» Exercise instructions
Copy all of the material below line for line, without changing, adding, or dropping anything.

» Records provided
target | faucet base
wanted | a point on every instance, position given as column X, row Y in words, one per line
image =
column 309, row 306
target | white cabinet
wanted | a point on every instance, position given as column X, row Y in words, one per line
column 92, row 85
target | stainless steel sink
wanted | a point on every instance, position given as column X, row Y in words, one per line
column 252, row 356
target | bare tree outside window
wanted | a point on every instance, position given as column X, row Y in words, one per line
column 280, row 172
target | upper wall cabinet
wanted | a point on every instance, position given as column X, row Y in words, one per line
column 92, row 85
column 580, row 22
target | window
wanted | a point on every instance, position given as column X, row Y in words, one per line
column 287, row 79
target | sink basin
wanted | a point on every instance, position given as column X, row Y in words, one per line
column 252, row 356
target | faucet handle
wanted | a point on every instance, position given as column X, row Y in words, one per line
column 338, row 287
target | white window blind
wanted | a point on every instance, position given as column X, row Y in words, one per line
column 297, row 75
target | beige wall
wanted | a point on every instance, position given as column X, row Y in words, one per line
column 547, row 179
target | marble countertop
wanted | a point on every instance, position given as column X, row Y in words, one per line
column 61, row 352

» Task result
target | faucet base
wanted | a point on every instance, position given as column X, row Y in words, one per line
image =
column 309, row 306
target | white cabinet
wanted | a point on every instance, position given as column X, row Y in words, one per line
column 92, row 85
target | stainless steel sink
wanted | a point on every instance, position given as column X, row Y in words, one per line
column 252, row 356
target | bare tree outside window
wanted | a point on every instance, position given as column X, row Y in words, one per line
column 280, row 172
target | upper wall cabinet
wanted | a point on every instance, position given as column X, row Y in words, one per line
column 92, row 85
column 580, row 22
target | window
wanted | a point on every instance, position given as column X, row Y in words, one per line
column 287, row 79
target | sink basin
wanted | a point on every instance, position given as column X, row Y in words, one per line
column 252, row 356
target | faucet handle
wanted | a point on every instance, position given as column X, row Y in words, one per line
column 338, row 287
target | white window blind
wanted | a point on every instance, position given as column X, row Y in words, one per line
column 297, row 75
target | beige wall
wanted | a point on every instance, position given as column X, row Y in words, one per line
column 547, row 179
target | marble countertop
wanted | a point on every instance, position given as column X, row Y in words, one per line
column 61, row 352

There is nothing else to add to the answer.